> Supplied passage:
───
1568 – The Netherlands declare their independence from Spain.

1660 – Charles II returns from exile, sailing from Scheveningen in the Netherlands to England.  He had been living in The Hague since 1648, the home of his sister, Mary, and her husband, William II, Prince of Orange.

1701 – Death of Captain William Kidd, hanged in London after being convicted of piracy, and of the murder of William Moore.  He had turned from a buccaneer into a privateer captain in British service, and was sent to pillage French settlements in the West Indies.  In 1696, he had set off from London and, about a year later, reached Madagascar.  He then thought it would be profitable to turn pirate, he set about capturing several merchant ships.  His crew, however, were on the verge of mutiny, and in a fit of rage, Kidd struck the ship’s gunner, William Moore, with an iron-bound bucket, fracturing Moore’s skull; he died within 24 hours.  Kidd then discovered the government had proclaimed him a pirate, and he sailed for Boston to plead his innocence to the British governor there.  But he was arrested and sent back to England, where he was tried for the murder of Moore, and for piracy.  After he was hanged, his body was gibbetted over the River Thames for 3 years, as a warning to would-be pirates.
───
> Extracted information:

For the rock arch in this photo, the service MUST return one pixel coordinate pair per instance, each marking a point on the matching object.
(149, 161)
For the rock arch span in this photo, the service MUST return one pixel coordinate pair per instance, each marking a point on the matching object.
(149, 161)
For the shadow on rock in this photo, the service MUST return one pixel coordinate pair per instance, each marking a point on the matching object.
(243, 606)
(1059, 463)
───
> Activities:
1) List every four-digit year that appears in the history passage, in order of first appearance.
2) Reproduce the history passage word for word, starting at "1660 – Charles" and ending at "Prince of Orange.".
The items above are separate material and are not part of the history passage.

> Responses by task:
1) 1568, 1660, 1648, 1701, 1696

2)
1660 – Charles II returns from exile, sailing from Scheveningen in the Netherlands to England.  He had been living in The Hague since 1648, the home of his sister, Mary, and her husband, William II, Prince of Orange.